» POLECENIA DO WYKONANIA
1. Na podstawie tekstu o pogotowiu ratunkowym wyjaśnij, dlaczego przyjazd karetki może się opóźnić.
2. Kontynuuj tekst o pogotowiu ratunkowym, zaczynając od miejsca, w którym się urywa.

» PREZENTOWANY FRAGMENT
▬▬▬▬▬▬

Cała procedura dekontaminacji, która opóźnia przyjazd karetki, trwa ponad godzinę. Ratownicy podkreślają, że tak długie oczekiwanie na pomoc to na razie pojedyncze przypadki, a pacjenci są bezpieczni.
Czas telefonu, który wykonujemy do dyspozytorni medycznej już nie jest tym, który wyznacza kierunki wysyłania zespołu ratownictwa, tylko dyzpozytorzy jeszcze bardzo mocno zwracają uwagę na to, jaki jest ten stan zagrożenia życia.
Mówi Robert Judek z Wojewódzkiej Stacji Pogotowia Ratunkowego. W minioną sobotę i w niedzielę - w porównaniu do wcześniejszego weekendu - do pogotowia trafiło o trzysta zgłoszeń więcej. Prawie jedna czwarta pacjentów to chorzy, u których stwierdzono COVID-19.

▬▬▬▬▬▬

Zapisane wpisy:
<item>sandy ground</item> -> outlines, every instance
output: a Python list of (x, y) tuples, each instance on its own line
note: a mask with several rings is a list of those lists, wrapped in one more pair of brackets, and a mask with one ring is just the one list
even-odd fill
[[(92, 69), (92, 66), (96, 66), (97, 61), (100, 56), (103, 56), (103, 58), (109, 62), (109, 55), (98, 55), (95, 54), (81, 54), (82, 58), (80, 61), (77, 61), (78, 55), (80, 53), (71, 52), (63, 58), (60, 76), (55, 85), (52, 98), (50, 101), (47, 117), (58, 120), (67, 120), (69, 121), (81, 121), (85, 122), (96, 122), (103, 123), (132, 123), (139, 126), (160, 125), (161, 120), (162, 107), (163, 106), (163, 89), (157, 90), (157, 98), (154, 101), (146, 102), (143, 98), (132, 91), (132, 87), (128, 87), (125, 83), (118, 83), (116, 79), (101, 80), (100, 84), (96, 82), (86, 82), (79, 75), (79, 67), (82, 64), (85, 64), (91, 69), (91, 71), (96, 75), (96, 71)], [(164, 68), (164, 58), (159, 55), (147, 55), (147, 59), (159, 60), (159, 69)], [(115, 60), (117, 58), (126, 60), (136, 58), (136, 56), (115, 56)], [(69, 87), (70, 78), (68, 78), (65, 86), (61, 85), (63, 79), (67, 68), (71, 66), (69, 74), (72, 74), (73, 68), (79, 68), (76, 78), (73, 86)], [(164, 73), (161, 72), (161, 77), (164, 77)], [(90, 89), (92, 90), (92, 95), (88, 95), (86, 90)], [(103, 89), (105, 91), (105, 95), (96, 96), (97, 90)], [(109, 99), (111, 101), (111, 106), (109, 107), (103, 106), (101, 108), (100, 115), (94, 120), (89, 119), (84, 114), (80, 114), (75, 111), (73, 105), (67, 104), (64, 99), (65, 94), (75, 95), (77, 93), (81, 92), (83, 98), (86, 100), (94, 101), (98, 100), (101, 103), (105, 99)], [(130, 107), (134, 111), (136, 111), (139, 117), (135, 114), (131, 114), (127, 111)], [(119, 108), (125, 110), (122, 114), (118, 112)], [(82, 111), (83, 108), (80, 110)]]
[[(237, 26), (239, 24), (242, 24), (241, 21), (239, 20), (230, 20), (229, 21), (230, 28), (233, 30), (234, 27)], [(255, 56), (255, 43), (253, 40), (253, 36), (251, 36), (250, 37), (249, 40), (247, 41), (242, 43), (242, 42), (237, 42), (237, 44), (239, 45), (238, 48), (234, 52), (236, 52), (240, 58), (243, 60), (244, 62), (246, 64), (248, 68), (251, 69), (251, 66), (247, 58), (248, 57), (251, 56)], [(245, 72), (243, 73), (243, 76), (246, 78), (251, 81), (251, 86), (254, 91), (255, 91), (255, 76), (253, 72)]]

▬▬▬▬▬▬

» OCZEKIWANE WYNIKI
1. Przyjazd karetki opóźnia procedura dekontaminacji, która trwa ponad godzinę.

2.
Odebraliśmy 1446 połączeń, z czego zespoły zostały zadysponowane 665 razy. Natomiast z tego samych chorych na COVID-19 było ponad 150.
Poznańscy ratownicy przygotowują się już do trzeciej fali zachorowań. Z wyprzedzeniem zamawiają tysiące kombinezonów. W sobotę na kilka godzin zabrakło bowiem największych rozmiarów tych środków ochrony osobistej.
To była kwestia kilku godzin, potem braki zostały uzupełnione. Kilka zespołów nie miało na wyposażeniu XXXL, a więc największych rozmiarów, potrzebnych dla najbardziej rosłych mężczyzn.
W poniedziałek w całym regionie zajętych jest 1393 z 1798 dostępnych łóżek covidowych. Wolnych jest 68 ze 173 łóżek respiratorowych.